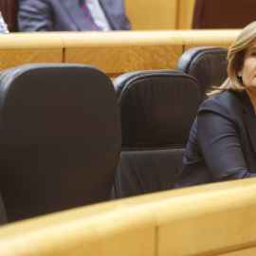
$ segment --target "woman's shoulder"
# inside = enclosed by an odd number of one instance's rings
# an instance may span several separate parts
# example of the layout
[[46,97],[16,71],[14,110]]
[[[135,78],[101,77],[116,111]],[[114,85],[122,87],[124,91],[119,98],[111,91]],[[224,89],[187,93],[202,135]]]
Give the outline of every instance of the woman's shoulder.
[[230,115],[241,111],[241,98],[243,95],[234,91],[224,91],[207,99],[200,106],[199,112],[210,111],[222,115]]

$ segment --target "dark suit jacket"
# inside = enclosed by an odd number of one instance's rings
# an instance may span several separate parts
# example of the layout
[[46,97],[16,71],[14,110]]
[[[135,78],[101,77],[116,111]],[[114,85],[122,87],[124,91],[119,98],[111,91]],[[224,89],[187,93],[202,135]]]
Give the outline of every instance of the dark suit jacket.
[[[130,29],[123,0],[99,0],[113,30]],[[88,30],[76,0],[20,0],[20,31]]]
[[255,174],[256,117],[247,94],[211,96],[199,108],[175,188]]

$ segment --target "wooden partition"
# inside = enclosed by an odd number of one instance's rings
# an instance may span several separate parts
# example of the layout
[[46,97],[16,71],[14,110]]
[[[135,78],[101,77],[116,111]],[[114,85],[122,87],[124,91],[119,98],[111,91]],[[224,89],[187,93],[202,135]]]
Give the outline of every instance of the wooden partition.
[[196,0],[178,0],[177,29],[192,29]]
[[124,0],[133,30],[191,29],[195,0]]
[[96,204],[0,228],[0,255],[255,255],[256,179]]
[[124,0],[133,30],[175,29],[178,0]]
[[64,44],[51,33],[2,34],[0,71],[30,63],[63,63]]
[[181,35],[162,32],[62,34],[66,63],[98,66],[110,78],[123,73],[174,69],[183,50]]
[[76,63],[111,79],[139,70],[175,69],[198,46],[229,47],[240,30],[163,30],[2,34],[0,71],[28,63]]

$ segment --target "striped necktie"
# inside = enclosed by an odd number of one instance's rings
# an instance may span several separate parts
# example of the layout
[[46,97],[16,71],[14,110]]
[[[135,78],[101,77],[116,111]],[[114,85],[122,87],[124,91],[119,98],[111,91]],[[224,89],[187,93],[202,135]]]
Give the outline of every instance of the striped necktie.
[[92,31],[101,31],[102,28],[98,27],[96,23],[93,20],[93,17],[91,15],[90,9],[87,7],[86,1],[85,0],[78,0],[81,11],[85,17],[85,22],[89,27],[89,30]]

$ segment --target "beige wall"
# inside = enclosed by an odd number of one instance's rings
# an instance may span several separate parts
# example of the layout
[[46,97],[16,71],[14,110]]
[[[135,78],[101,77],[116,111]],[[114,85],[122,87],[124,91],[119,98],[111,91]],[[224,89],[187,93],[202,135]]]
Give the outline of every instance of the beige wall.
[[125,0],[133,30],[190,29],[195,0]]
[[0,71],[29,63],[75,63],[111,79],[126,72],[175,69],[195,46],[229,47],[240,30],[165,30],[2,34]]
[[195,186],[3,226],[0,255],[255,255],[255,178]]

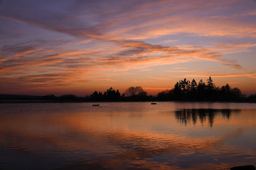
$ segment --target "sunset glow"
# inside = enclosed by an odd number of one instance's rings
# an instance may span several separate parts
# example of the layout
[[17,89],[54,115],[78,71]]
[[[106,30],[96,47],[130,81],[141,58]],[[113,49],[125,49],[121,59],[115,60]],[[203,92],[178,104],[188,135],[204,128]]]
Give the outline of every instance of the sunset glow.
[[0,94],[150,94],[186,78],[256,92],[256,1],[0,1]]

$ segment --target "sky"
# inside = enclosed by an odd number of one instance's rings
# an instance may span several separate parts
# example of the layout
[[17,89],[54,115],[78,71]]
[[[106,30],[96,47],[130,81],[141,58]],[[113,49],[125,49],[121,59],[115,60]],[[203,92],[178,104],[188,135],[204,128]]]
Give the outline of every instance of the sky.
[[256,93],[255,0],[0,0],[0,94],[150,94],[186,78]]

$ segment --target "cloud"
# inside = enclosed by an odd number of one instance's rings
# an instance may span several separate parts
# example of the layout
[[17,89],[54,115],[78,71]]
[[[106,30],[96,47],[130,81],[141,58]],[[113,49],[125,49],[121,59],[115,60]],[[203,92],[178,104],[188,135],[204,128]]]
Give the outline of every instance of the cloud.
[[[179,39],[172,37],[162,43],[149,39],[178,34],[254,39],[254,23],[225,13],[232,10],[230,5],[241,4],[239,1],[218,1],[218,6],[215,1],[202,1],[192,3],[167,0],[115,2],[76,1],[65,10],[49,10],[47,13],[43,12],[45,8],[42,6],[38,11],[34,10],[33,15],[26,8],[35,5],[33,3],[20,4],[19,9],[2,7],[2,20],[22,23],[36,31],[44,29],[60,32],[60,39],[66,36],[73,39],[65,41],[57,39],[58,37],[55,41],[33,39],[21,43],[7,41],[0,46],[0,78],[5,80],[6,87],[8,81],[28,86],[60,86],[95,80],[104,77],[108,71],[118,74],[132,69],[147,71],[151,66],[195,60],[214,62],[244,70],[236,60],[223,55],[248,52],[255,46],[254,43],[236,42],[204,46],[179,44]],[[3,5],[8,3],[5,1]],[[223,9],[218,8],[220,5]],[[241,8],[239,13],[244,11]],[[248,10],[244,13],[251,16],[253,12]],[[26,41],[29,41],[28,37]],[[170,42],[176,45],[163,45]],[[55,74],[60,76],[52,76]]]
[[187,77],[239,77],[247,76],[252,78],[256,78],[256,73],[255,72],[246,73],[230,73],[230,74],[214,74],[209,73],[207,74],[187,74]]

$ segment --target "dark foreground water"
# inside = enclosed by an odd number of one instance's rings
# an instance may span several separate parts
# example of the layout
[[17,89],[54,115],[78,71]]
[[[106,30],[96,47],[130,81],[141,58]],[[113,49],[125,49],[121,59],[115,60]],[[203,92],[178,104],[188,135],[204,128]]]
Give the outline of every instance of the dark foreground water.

- - - -

SHORT PROBLEM
Convert every line of the entries above into a JSON list of strings, one string per line, skipping blank lines and the picture lines.

FULL RESPONSE
[
  "$ segment --target \"woman's shoulder\"",
  "# inside = enclosed by an odd number of one instance's rings",
  "# an instance may span several separate parts",
  "# example of the layout",
  "[[46,97],[16,71],[14,110]]",
  "[[[135,78],[101,77],[116,111]],[[114,85],[122,87],[124,91],[119,98],[111,91]],[[224,89],[187,93],[202,135]]]",
  "Give the outline of every instance of the woman's shoulder.",
  "[[230,115],[241,111],[241,98],[243,95],[234,91],[224,91],[207,99],[200,106],[199,112],[210,111],[222,115]]",
  "$ segment --target \"dark suit jacket\"",
  "# inside = enclosed by an odd number of one instance's rings",
  "# an instance may span several separate parts",
  "# example of the layout",
  "[[46,97],[16,71],[14,110]]",
  "[[[135,78],[101,77],[116,111]],[[114,85],[122,87],[124,91],[119,98],[111,91]],[[224,89],[187,93],[202,135]]]",
  "Give the outline of every instance of the dark suit jacket.",
  "[[[130,29],[123,0],[99,0],[113,30]],[[88,30],[76,0],[20,0],[20,31]]]",
  "[[255,174],[256,117],[247,94],[211,96],[199,108],[175,188]]",
  "$ segment --target \"wooden partition\"",
  "# inside = enclosed by an odd number of one instance's rings",
  "# an instance may span several separate parts",
  "# example of the layout",
  "[[46,97],[16,71],[14,110]]",
  "[[[135,78],[101,77],[116,111]],[[114,85],[122,87],[124,91],[119,98],[111,91]],[[224,89],[187,93],[202,135]]]",
  "Give the outline of every instance of the wooden partition.",
  "[[196,0],[178,0],[177,29],[192,29]]",
  "[[124,0],[133,30],[191,29],[195,0]]",
  "[[96,204],[0,228],[0,255],[255,255],[256,179]]",
  "[[124,0],[133,30],[175,29],[178,0]]",
  "[[64,44],[51,33],[2,34],[0,71],[30,63],[63,63]]",
  "[[181,35],[162,32],[62,34],[66,63],[98,66],[110,78],[123,73],[174,69],[183,50]]",
  "[[76,63],[111,79],[139,70],[175,69],[198,46],[229,47],[240,30],[163,30],[2,34],[0,71],[28,63]]",
  "$ segment --target \"striped necktie\"",
  "# inside = enclosed by an odd number of one instance's rings",
  "# an instance may span several separate parts",
  "# example of the layout",
  "[[46,97],[16,71],[14,110]]",
  "[[[135,78],[101,77],[116,111]],[[114,85],[122,87],[124,91],[119,98],[111,91]],[[224,89],[187,93],[202,135]]]",
  "Give the outline of every instance of the striped necktie.",
  "[[92,31],[101,31],[102,28],[98,27],[96,23],[93,20],[93,17],[91,15],[90,9],[87,7],[86,1],[85,0],[78,0],[81,11],[85,17],[85,22],[89,27],[89,30]]",
  "$ segment --target \"beige wall\"",
  "# inside = enclosed by an odd number of one instance's rings",
  "# an instance may span several separate parts",
  "# example of the layout",
  "[[46,97],[16,71],[14,110]]",
  "[[[135,78],[101,77],[116,111]],[[114,85],[122,87],[124,91],[119,98],[111,91]],[[224,89],[187,93],[202,135]]]",
  "Give the outline of every instance of the beige wall.",
  "[[125,0],[133,30],[190,29],[195,0]]",
  "[[0,71],[29,63],[75,63],[111,79],[126,72],[175,69],[195,46],[229,47],[240,30],[165,30],[2,34]]",
  "[[195,186],[3,226],[0,255],[255,255],[255,178]]",
  "$ segment --target \"sunset glow\"",
  "# inside = enclosed by an odd number of one instance's rings",
  "# an instance may span several separate parts",
  "# example of the layout",
  "[[17,89],[54,115],[78,71]]",
  "[[[106,30],[96,47],[130,81],[141,58]],[[113,49],[125,49],[121,59],[115,60]],[[203,92],[178,104],[188,135],[204,128]]]",
  "Give the outline of every instance of the sunset glow.",
  "[[0,94],[150,94],[186,78],[256,92],[256,1],[0,1]]",
  "$ segment --target \"sky\"",
  "# inside = enclosed by an odd number of one instance's rings",
  "# an instance may span several separate parts",
  "# example of the layout",
  "[[17,89],[54,115],[78,71]]",
  "[[[106,30],[96,47],[130,81],[141,58]],[[113,49],[125,49],[121,59],[115,60]],[[203,92],[178,104],[188,135],[204,128]]]",
  "Give the outline of every instance of the sky.",
  "[[256,93],[255,0],[0,0],[0,94],[150,94],[186,78]]",
  "$ segment --target \"cloud\"",
  "# inside = enclosed by an odd number of one instance's rings",
  "# an instance may span several separate parts",
  "# example of the layout",
  "[[17,89],[54,115],[78,71]]",
  "[[[106,30],[96,47],[130,81],[141,58]],[[113,49],[125,49],[121,59],[115,60]],[[203,92],[178,104],[188,135],[204,128]]]",
  "Give the outline of every instance of the cloud.",
  "[[[179,39],[172,37],[162,43],[149,39],[178,34],[254,39],[254,23],[225,13],[232,10],[230,5],[241,4],[239,1],[218,1],[218,6],[215,1],[202,1],[192,3],[167,0],[115,2],[76,1],[65,10],[49,10],[47,13],[43,12],[45,8],[42,6],[38,11],[34,10],[33,15],[26,8],[35,5],[33,3],[20,4],[19,9],[2,7],[2,20],[22,23],[36,31],[44,29],[60,32],[60,39],[66,36],[73,39],[65,41],[57,39],[58,37],[55,41],[33,39],[21,43],[7,41],[0,46],[0,78],[5,80],[6,87],[8,81],[28,86],[60,86],[95,80],[104,77],[108,71],[118,74],[132,69],[147,71],[151,66],[195,60],[214,62],[244,70],[236,60],[223,55],[248,52],[255,46],[254,43],[236,42],[204,46],[179,44]],[[3,5],[8,3],[5,1]],[[223,9],[218,8],[220,5]],[[241,8],[239,13],[244,11]],[[248,10],[244,13],[251,16],[253,12]],[[26,41],[29,41],[28,37]],[[170,42],[176,45],[163,45]],[[55,74],[60,76],[52,76]]]",
  "[[187,77],[239,77],[247,76],[252,78],[256,78],[256,73],[255,72],[246,73],[230,73],[230,74],[214,74],[209,73],[207,74],[187,74]]",
  "$ segment --target \"dark foreground water\"",
  "# inside = enclosed by an odd number of one instance's rings",
  "# an instance may span several separate parts",
  "# example of the layout",
  "[[17,89],[54,115],[78,71]]",
  "[[[106,30],[96,47],[130,81],[141,58]],[[113,49],[125,49],[121,59],[115,60]],[[203,92],[178,104],[188,135],[204,128]]]",
  "Give the outline of every instance of the dark foreground water."
]